[Items stored in a collection]

++++

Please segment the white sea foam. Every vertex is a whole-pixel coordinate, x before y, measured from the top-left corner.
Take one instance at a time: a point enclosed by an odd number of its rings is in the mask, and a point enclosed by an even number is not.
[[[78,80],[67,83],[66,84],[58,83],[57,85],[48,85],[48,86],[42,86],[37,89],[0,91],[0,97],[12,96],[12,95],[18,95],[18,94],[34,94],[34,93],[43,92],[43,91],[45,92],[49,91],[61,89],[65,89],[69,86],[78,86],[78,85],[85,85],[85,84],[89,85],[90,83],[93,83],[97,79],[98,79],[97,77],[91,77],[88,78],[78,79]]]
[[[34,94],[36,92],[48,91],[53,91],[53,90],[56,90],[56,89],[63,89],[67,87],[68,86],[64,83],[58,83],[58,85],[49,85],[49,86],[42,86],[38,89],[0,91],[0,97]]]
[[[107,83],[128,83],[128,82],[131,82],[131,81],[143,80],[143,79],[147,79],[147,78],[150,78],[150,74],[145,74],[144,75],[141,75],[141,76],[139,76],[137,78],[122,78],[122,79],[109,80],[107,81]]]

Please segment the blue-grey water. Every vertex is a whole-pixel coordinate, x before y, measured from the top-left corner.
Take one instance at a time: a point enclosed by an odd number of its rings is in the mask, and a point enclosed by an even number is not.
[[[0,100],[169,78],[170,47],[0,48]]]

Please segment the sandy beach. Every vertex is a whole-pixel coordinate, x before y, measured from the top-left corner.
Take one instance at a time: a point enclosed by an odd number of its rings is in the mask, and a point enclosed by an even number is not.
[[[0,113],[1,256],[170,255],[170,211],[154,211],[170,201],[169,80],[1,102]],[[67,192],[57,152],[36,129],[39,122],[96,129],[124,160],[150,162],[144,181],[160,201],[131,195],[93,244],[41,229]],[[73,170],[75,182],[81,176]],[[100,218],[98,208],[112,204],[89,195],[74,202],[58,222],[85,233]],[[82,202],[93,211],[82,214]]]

++++

Please arrange these records as a two-column CSV with the header columns "text" and "answer", giving one row per record. Put each value in a single quoted field and replace any line breaks with spaces.

- [Completed task]:
text,answer
"Please segment the white sea foam. Every vertex is a whole-pixel coordinate, x before y, measured from the top-left corner. Take one instance at a time: a point enclosed by an odd number of its rings is in the mask, and a point enclosed by an even number is not.","[[[78,80],[67,83],[66,84],[58,83],[57,85],[48,85],[48,86],[42,86],[37,89],[0,91],[0,97],[12,96],[12,95],[18,95],[18,94],[34,94],[34,93],[43,92],[43,91],[45,92],[49,91],[61,89],[65,89],[69,86],[78,86],[78,85],[85,85],[85,84],[89,85],[90,83],[93,83],[97,79],[98,79],[97,77],[91,77],[88,78],[78,79]]] [[[34,94],[36,92],[48,91],[53,91],[53,90],[56,90],[56,89],[63,89],[67,87],[68,86],[64,83],[58,83],[58,85],[49,85],[49,86],[42,86],[38,89],[0,91],[0,97]]] [[[107,83],[128,83],[128,82],[131,82],[131,81],[143,80],[143,79],[147,79],[147,78],[150,78],[150,74],[145,74],[144,75],[141,75],[141,76],[139,76],[137,78],[122,78],[122,79],[109,80],[107,81]]]"
"Please segment the blue-grey water. Every vertex is a whole-pixel coordinate, x before y, measured from the top-left corner. Take one instance at a time: a point enclosed by an odd number of its rings is in the mask, and a point enclosed by an even number is not.","[[[0,100],[169,78],[170,47],[0,48]]]"
"Please segment the sandy beach. Every vertex is a whole-pixel coordinate, x before y, measured from the top-left corner. Take one instance at a time: a point enclosed by an odd number of its rings is in the mask, and a point enclosed by an even number is not.","[[[0,113],[1,256],[170,255],[170,211],[154,211],[170,201],[169,80],[1,102]],[[67,192],[57,152],[36,129],[39,122],[96,129],[124,160],[150,162],[144,181],[160,201],[131,195],[93,244],[41,229]],[[73,170],[75,182],[81,176]],[[100,218],[98,208],[112,204],[89,195],[74,202],[58,222],[85,233]],[[82,202],[93,211],[82,214]]]"